Short task 1
Convert the portion of the records that begins with the line containing "Please tag the eyeglasses" and ends with the line containing "column 467, row 173", both included, into a Markdown table with the columns Row and Line, numbering each row and omitting blank lines.

Passage given
────────────────

Most DeFi protocols perform partial liquidations. They sell only enough collateral to bring your position back to a safe LTV. You do not necessarily lose all your collateral. However, in extreme market conditions (very rapid price drops), full liquidation is possible.

How to avoid liquidation

  • Borrow conservatively: Instead of borrowing at 75% LTV, borrow at 40-50%. This gives you a large buffer.
  • Monitor your position: Check your LTV regularly, especially during volatile markets.
  • Set up alerts: Many platforms and third-party tools offer alerts when your LTV reaches concerning levels.
  • Have a plan: Keep some stablecoins available to repay part of your loan if needed, or additional Bitcoin to top up your collateral.
  • Add collateral proactively: If Bitcoin's price is dropping, adding more collateral before you reach the liquidation threshold can save your position.

Bitcoin Tokenization: BTC on EVM Chains

A technical but important detail: most DeFi lending protocols run on Ethereum Virtual Machine (EVM) compatible blockchains, not on the Bitcoin blockchain itself. To use Bitcoin in these protocols, it needs to be "wrapped" or tokenized.

Common tokenized Bitcoin forms

  • wBTC (Wrapped Bitcoin): The oldest and most widely used tokenized Bitcoin. Each wBTC is backed 1:1 by real BTC held in custody. Available on Ethereum and multiple Layer 2 networks.
  • cbBTC (Coinbase Bitcoin): Coinbase's wrapped Bitcoin product. Backed 1:1 by BTC held by Coinbase. Growing in popularity, especially on BASE (Coinbase's L2 network).
  • BTCB (Binance-Pegged Bitcoin): Bitcoin tokenized on BNB Smart Chain by Binance. Backed 1:1 by BTC in Binance's reserves.

All of these are supported as collateral on Borrow by Sats Terminal, giving you flexibility to use whichever form of tokenized Bitcoin you already hold or can most easily acquire.

How tokenization works

The process varies by provider, but the general concept is:

  1. Bitcoin is deposited with a custodian (like BitGo for wBTC, Coinbase for cbBTC).
  2. The custodian locks the BTC and mints an equivalent ERC-20 token on the target blockchain.
  3. The token can be used in DeFi protocols just like any other blockchain asset.
  4. When redeemed, the token is burned and the underlying BTC is released.

Interest Rates on Bitcoin-Backed Loans

Understanding how interest works helps you plan your borrowing costs.

How DeFi rates are set

In DeFi, borrowing rates are determined algorithmically based on pool utilization. When lots of people are borrowing stablecoins and the pool is heavily utilized, rates go up. When there is excess supply and low demand, rates go down. Rates can change continuously.

────────────────

(Records from a data source)
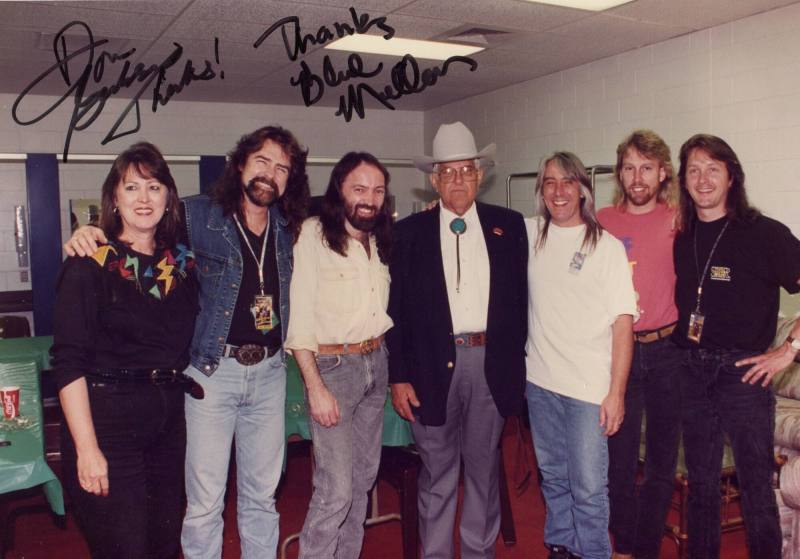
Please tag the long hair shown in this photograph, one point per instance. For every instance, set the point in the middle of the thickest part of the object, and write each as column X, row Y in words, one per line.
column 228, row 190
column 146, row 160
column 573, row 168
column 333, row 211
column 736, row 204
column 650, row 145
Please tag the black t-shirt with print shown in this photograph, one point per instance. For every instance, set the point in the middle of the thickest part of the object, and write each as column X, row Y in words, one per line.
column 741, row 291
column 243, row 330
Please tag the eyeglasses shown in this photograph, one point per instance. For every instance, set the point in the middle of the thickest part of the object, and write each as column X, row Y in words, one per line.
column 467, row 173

────────────────

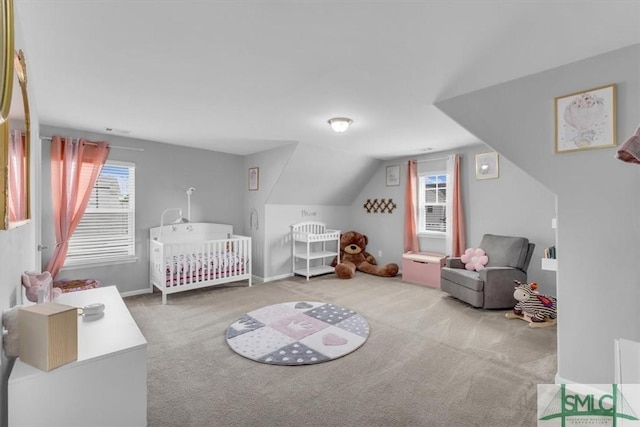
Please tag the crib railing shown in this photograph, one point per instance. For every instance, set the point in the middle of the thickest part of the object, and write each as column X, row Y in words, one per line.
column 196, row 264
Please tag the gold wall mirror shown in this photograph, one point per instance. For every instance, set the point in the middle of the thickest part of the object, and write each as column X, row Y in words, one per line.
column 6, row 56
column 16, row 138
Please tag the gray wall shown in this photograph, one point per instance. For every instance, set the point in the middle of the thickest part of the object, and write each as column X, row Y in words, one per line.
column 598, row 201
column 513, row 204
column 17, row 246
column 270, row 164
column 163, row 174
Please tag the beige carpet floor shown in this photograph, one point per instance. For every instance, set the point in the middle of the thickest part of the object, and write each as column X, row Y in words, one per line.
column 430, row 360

────────────────

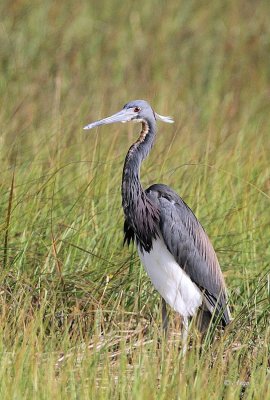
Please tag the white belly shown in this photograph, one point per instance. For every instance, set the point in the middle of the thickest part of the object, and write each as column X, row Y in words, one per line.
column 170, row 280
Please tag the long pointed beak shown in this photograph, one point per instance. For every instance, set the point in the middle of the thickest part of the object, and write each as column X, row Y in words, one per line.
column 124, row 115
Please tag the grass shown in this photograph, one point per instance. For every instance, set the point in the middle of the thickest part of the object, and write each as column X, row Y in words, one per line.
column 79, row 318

────────────────

Short task 2
Return, copied verbatim, the portion of the Bitcoin lending passage that begins with the words "2. The custodian" and ends with "can change continuously.".

Solution 1
| Row | Line |
|---|---|
| 1 | Please tag the eyeglasses shown in this photograph, one point per instance. For every instance, set the point in the middle of the thickest part of the object, and write each as column X, row Y in words, one per line. |
| 2 | column 467, row 173 |

Solution 2
2. The custodian locks the BTC and mints an equivalent ERC-20 token on the target blockchain.
  3. The token can be used in DeFi protocols just like any other blockchain asset.
  4. When redeemed, the token is burned and the underlying BTC is released.

Interest Rates on Bitcoin-Backed Loans

Understanding how interest works helps you plan your borrowing costs.

How DeFi rates are set

In DeFi, borrowing rates are determined algorithmically based on pool utilization. When lots of people are borrowing stablecoins and the pool is heavily utilized, rates go up. When there is excess supply and low demand, rates go down. Rates can change continuously.